_Work order:_ Whatever appears in the listing must be reproduced exactly.

_Provided information:_
-----

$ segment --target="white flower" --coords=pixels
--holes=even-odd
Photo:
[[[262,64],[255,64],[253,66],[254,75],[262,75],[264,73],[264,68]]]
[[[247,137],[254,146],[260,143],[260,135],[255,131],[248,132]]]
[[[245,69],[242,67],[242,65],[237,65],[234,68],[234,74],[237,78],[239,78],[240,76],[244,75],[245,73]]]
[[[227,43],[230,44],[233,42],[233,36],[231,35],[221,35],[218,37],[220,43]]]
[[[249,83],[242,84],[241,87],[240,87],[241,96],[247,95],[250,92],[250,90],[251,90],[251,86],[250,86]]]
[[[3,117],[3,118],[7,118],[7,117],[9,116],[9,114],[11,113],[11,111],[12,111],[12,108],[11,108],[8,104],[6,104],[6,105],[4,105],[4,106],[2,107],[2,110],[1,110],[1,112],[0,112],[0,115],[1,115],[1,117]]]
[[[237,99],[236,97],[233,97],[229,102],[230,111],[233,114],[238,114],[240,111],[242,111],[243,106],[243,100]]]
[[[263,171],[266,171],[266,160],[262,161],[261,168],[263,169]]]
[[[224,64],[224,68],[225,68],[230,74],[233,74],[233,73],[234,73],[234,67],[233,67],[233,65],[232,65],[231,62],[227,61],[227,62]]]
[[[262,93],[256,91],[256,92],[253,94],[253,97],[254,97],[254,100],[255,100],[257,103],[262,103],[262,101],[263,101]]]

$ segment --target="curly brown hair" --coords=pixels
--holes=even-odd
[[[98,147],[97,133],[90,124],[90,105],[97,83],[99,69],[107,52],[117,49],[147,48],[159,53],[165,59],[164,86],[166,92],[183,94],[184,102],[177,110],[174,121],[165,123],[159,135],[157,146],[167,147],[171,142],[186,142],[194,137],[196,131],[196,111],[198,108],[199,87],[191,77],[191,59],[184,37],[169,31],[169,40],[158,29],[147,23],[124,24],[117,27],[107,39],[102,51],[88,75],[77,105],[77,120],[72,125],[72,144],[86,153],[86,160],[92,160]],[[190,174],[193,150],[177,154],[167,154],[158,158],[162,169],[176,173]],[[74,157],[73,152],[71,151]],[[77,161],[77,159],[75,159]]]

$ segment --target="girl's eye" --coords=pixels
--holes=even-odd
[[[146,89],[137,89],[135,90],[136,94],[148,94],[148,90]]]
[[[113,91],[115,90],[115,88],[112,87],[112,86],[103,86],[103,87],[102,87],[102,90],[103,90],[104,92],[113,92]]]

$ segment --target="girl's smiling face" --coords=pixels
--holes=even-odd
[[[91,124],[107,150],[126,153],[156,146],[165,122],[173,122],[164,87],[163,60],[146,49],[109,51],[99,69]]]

-----

_Output:_
$ segment --target="white flower" --coords=pixels
--holes=even-odd
Photo:
[[[262,64],[255,64],[253,66],[254,75],[262,75],[264,73],[264,68]]]
[[[247,137],[254,146],[260,143],[260,135],[255,131],[248,132]]]
[[[245,69],[242,67],[242,65],[237,65],[234,68],[234,74],[237,78],[239,78],[240,76],[244,75],[245,73]]]
[[[227,43],[230,44],[233,42],[233,36],[231,35],[221,35],[218,37],[220,43]]]
[[[249,83],[242,84],[241,87],[240,87],[241,96],[247,95],[250,92],[250,90],[251,90],[251,86],[250,86]]]
[[[3,117],[3,118],[7,118],[7,117],[9,116],[9,114],[11,113],[11,111],[12,111],[12,108],[11,108],[8,104],[6,104],[6,105],[4,105],[4,106],[2,107],[2,110],[1,110],[1,112],[0,112],[0,115],[1,115],[1,117]]]
[[[237,99],[236,97],[233,97],[229,102],[230,111],[233,114],[238,114],[240,111],[242,111],[243,106],[243,100]]]
[[[263,171],[266,171],[266,160],[262,161],[261,168],[263,169]]]
[[[224,64],[224,68],[225,68],[230,74],[233,74],[233,73],[234,73],[234,67],[233,67],[233,65],[232,65],[231,62],[227,61],[227,62]]]
[[[262,93],[256,91],[256,92],[253,94],[253,97],[254,97],[254,100],[255,100],[257,103],[262,103],[262,101],[263,101]]]

$ segment --target="curly brown hair" --coords=pixels
--holes=even-odd
[[[98,147],[97,133],[90,124],[90,105],[97,83],[99,69],[107,52],[117,49],[147,48],[159,53],[165,59],[164,86],[166,92],[183,94],[184,102],[177,110],[174,121],[165,123],[159,135],[157,146],[167,147],[171,142],[186,142],[194,137],[196,131],[196,111],[198,108],[199,87],[191,77],[191,59],[184,37],[169,31],[169,40],[158,29],[147,23],[124,24],[117,27],[107,39],[102,51],[88,75],[77,105],[77,120],[72,125],[72,144],[86,153],[86,160],[92,160]],[[190,174],[193,150],[177,154],[167,154],[158,158],[162,169],[176,173]],[[74,157],[73,152],[71,151]],[[77,161],[77,159],[75,159]]]

$ segment --target="girl's eye" --coords=pixels
--holes=even-odd
[[[146,89],[137,89],[135,90],[136,94],[148,94],[148,90]]]
[[[113,91],[115,90],[115,88],[112,87],[112,86],[103,86],[103,87],[102,87],[102,90],[103,90],[104,92],[113,92]]]

$ segment --target="girl's smiling face" --coords=pixels
--holes=even-odd
[[[91,124],[107,150],[126,153],[156,146],[165,122],[173,122],[164,87],[163,60],[146,49],[109,51],[99,69]]]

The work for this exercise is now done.